[Pointing dataset records]
=-=-=-=-=

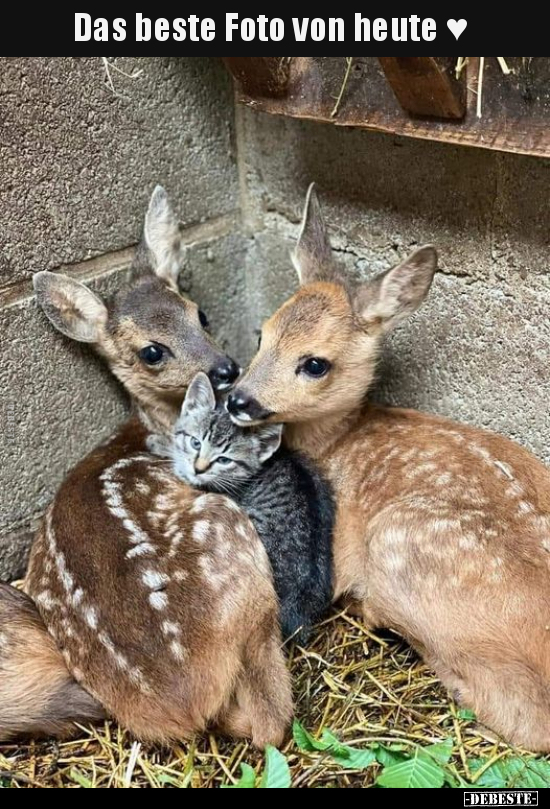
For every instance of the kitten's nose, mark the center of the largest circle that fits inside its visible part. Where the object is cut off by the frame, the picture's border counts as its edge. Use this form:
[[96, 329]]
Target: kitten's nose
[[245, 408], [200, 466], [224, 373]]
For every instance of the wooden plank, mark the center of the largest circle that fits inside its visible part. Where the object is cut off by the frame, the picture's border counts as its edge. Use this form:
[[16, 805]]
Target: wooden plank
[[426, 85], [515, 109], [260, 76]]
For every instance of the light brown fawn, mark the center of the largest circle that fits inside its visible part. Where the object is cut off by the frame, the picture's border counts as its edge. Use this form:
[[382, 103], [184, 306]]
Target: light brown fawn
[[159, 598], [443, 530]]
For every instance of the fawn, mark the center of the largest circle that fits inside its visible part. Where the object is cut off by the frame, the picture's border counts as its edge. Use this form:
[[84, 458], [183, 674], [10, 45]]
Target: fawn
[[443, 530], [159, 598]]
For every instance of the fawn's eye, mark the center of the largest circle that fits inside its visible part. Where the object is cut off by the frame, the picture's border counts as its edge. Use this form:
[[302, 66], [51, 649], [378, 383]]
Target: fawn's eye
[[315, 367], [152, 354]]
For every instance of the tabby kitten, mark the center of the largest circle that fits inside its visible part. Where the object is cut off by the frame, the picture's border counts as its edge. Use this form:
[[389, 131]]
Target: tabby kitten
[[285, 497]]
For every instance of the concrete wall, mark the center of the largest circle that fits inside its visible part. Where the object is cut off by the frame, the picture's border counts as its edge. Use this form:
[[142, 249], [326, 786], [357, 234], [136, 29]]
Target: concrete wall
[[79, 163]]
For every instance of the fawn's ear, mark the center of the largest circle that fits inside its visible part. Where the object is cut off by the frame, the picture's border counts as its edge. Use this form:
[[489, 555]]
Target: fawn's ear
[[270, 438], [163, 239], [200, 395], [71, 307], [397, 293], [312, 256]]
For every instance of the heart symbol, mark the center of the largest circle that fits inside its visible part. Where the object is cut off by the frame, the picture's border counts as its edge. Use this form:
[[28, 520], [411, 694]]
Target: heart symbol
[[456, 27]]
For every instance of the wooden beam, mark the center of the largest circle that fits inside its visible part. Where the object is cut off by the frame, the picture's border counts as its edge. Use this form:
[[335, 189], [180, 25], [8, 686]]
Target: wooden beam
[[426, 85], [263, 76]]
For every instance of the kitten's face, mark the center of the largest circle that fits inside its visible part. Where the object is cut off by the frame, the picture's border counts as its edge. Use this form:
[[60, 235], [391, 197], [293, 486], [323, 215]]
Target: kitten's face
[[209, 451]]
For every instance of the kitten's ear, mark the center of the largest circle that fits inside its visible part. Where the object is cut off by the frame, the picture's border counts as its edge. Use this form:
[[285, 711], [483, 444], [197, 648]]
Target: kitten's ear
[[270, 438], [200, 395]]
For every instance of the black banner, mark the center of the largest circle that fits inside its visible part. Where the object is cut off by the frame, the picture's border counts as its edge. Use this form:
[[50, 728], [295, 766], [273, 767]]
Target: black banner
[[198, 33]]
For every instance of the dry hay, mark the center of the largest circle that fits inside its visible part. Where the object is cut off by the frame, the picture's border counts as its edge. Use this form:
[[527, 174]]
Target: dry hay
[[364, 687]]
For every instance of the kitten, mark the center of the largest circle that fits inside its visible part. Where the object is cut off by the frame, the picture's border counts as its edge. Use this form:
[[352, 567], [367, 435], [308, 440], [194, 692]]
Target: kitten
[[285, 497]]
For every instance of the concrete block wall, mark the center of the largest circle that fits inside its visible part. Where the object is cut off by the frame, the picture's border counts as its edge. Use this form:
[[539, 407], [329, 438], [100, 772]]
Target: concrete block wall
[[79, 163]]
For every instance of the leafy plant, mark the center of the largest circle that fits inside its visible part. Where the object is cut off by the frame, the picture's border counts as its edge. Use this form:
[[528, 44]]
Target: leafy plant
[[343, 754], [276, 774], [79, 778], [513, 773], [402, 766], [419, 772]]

=-=-=-=-=

▶ **What is required**
Duplicate every one of the lines above without any changes, leaving out the pictures.

▶ **Right answer**
For every instance of the kitten's nose, mark the center of the largest circle that fits inside its visible part. Where the object is cut off by the frame, the picture's border counts as its edge. Use this form:
[[96, 329]]
Target: kitten's nose
[[245, 408], [200, 466], [224, 373]]
For every instance of the wooden plank, mark the center of the largest circle that fits inside its visible part. Where the object is cut off by the frame, the picture's border counts as its edge. Use this form:
[[16, 805]]
Target: wooden plank
[[426, 85], [515, 109], [260, 76]]
For every instance of the light brown fawn, mark the center of the largest circle that fits inside its visible part. Where the object is cut off by the frame, the picture's border counts as its edge. Use this form:
[[382, 103], [184, 306]]
Target: light brown fawn
[[159, 598], [443, 530]]
For every instance of the fawn, mark the center of the largest circle that fits inside its visible part. Where the object is cut off by the frame, the picture's border counts as its edge. Use this form:
[[84, 458], [183, 674], [10, 45]]
Target: fawn
[[443, 530], [159, 598]]
For every instance of the fawn's eye, mark the center of the largest circle that fits inside its visible part. Where the object is cut off by the frame, the picture's border counts as its edge. Use this form:
[[302, 66], [51, 649], [378, 383]]
Target: fawn's eye
[[315, 367], [152, 354]]
For every instance of the tabby kitten, mark the center of the largest circle that fits inside its visible part. Where the object is cut off by the frame, the picture's border counts as its edge. Use this form:
[[389, 131]]
Target: tabby kitten
[[285, 497]]
For every instance of the concrete wall, mark the center of the largest circle that fits inside its visible part. Where the object is cut off by the frame, the picture's border counts as its edge. Use this form:
[[142, 249], [326, 786], [357, 234], [136, 29]]
Target: concrete wall
[[79, 163]]
For every instance of the fawn's ear, mark the center of the largest circle that fits inside its visible part. Where the object is cut off by the frame, the picture's border counts as its edge. Use this form:
[[489, 555]]
Target: fawn's ear
[[270, 438], [163, 239], [200, 395], [71, 307], [397, 293], [312, 256]]
For every instance of the heart symbol, mark the center of the largest circle that fits inside its visible part. Where the object is cut off by the frame, the picture's border counts as its edge. Use this form:
[[28, 520], [411, 694]]
Target: heart symbol
[[456, 27]]
For every instance of the wooden beam, mark the center of the largest circle that fits inside its visible part. Where the object is cut off by the frame, the picture's border counts as its edge. Use this form:
[[335, 189], [180, 25], [8, 686]]
Target: wooden beam
[[426, 85], [263, 76]]
For every instance of the kitten's face, mark the center of the largest circle that fits inside its visible part. Where the object is cut off by the frame, the picture's border counts as its edge. Use this form:
[[60, 235], [391, 197], [293, 486], [323, 215]]
Target: kitten's face
[[209, 451]]
For every instance of the kitten's ear, mark the center of the largest circle that fits inside its visible part. Where the object is cut off by the frame, the picture's border counts as its edge. Use this form:
[[285, 711], [483, 444], [197, 648]]
Target: kitten's ear
[[270, 438], [200, 395]]
For every instance of the black banner, mark the center of the largest circle that fits inside its visible part. Where the object is cut off by the frame, the picture's border counts as its edge. Use this form:
[[50, 728], [295, 766], [273, 767]]
Target: black banner
[[198, 33]]
For every instance of the dry hay, mark the center of the largest circle that fits inside its visible part. Where the object is cut off by the frame, the picture's border counts as its edge. Use this form:
[[527, 174]]
Target: dry hay
[[364, 687]]
For every instance of the kitten, mark the center of the largest circle that fits inside its visible part. Where the object is cut off by the frame, the picture's border counts as its edge. Use this form:
[[352, 567], [367, 435], [308, 440], [194, 692]]
Target: kitten
[[285, 497]]
For every instance of the concrete block wall, mark the center of the largest circle that fits inside its visible part. Where the object is cut off by the frame, the picture's border counts as its edge. Use this form:
[[539, 407], [329, 438], [100, 772]]
Target: concrete block wall
[[79, 163]]
For every instance of the leafy plant, mark the center of the largest circle that fits inside its visible part. Where the object is cut off by the frame, the picture's border counts as its edge. Use this form:
[[528, 44]]
Target: leafy plant
[[343, 754], [276, 774], [79, 778], [513, 773], [402, 766], [419, 772]]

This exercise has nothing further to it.